DATA SECTION -
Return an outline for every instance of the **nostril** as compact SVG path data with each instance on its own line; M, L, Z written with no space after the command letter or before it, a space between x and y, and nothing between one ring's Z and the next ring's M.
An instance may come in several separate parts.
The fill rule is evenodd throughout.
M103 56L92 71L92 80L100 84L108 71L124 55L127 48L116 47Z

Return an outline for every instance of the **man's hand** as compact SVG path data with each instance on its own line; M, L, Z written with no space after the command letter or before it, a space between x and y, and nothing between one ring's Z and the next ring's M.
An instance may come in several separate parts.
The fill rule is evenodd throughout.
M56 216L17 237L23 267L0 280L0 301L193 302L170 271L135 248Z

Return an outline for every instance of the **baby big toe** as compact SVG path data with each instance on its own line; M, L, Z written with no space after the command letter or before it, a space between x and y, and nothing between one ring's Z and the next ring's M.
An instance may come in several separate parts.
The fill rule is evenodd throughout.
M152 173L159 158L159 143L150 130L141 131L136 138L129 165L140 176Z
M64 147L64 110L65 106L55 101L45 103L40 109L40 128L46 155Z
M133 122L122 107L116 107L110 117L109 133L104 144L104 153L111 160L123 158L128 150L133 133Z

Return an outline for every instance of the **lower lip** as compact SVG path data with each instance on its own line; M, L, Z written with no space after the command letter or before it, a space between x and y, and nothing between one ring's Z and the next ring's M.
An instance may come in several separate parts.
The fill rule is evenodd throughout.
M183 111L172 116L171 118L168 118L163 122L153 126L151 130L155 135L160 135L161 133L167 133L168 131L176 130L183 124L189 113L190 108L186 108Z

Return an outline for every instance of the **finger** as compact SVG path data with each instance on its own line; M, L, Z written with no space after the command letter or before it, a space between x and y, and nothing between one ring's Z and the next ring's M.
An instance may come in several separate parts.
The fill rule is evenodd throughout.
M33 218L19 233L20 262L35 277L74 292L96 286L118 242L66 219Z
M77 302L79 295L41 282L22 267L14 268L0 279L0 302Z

WORK ORDER -
Your task is to write out, exactly, the line that contains "Return an outline for every instance of the **lower" and each line after it to the end of the data, with no other lines.

RESULT OF THE TASK -
Return an outline for every instance of the **lower lip** as compact SVG path data with each instance on its own line; M, L, Z written with no space after the command letter or before it, a space between x and y, and nothing between one ring's Z and the next ring's M.
An instance may come in several separate parts.
The fill rule is evenodd throughout.
M183 111L172 116L171 118L168 118L163 122L153 126L151 130L155 135L160 135L161 133L167 133L168 131L176 130L183 124L189 113L190 108L186 108Z

Return an outline for every instance of the **finger** as compact SVG path data with each instance on its own line; M, L, Z written with no space after the command letter or before it, a space between x and y, and nothing between one ring's Z and the next ring's M.
An instance may come in several separate parts.
The fill rule is evenodd throughout.
M33 218L19 233L20 262L35 277L74 292L96 286L118 242L66 219Z
M77 302L79 295L41 282L22 267L14 268L0 279L0 302Z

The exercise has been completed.